* TEXT BLOCK:
╭──
The views expressed in our content reflect individual perspectives and do not represent the official views of the Baha'i Faith.
The Baha’i Faith counsels us to reduce the anger and wrath within our hearts and find ways to eradicate it from our souls by practicing non-violence:
Sanctify your ears from the idle talk of them that are the symbols of denial and the exponents of violence and anger. – Baha’u’llah, Gleanings from the Writings of Baha’u’llah, p. 72.
Come and cast down your weapons of wrath, till unity is won! Come and in the Lord’s true path each one help each one. – Abdu’l-Baha, Selections from the Writings of Abdu’l-Baha, p. 273.
All of the world’s great Faiths unanimously oppose the human expression of anger and rage toward others, and counsel us to avoid it like we would a ferocious beast.
But some have a different view, and that view has become a familiar meme in today’s pop psychology. They see the expression of anger as a right; regard it as healthy and cathartic; and say that suppressing your angry, hostile feelings can lead to harmful physical or psychological effects.
╰──
* DIRECTIONS:
a) Answer these questions about the text on anger:
(i) Which page of Gleanings from the Writings of Baha'u'llah does the text cite?
(ii) What does the text say the world's great Faiths counsel us to avoid anger like?
(iii) Who is quoted as saying "Come and cast down your weapons of wrath"?
b) Recast the paragraph of the text on anger that begins "But some have a different view" as a short list of its main points.
The lines that follow the text on anger are separate material and have no connection to it.

* COLLECTED DATA:
╭──
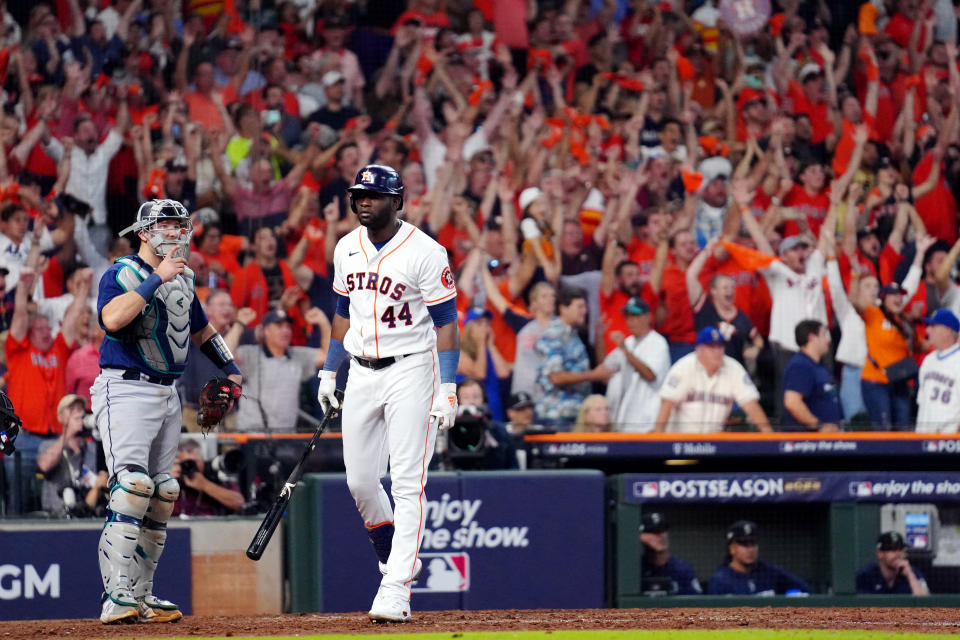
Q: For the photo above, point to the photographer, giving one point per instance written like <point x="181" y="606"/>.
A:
╰──
* REPLIES:
a)
(i) Page 72.
(ii) A ferocious beast.
(iii) Abdu'l-Baha.

b)
- Some people hold a different view, which has become a familiar meme in today's pop psychology.
- They see expressing anger as a right.
- They regard it as healthy and cathartic.
- They say that suppressing angry, hostile feelings can lead to harmful physical or psychological effects.